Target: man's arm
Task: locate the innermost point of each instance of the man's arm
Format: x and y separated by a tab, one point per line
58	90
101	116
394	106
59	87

....

- **TASK GOAL**
Every record above should be written out exactly.

- **ANSWER TO THIS TASK**
Target: man's arm
Task: locate the innermost point of each instance of the man's arm
Format: x and y separated by a tab, one point per line
58	90
101	116
394	106
59	87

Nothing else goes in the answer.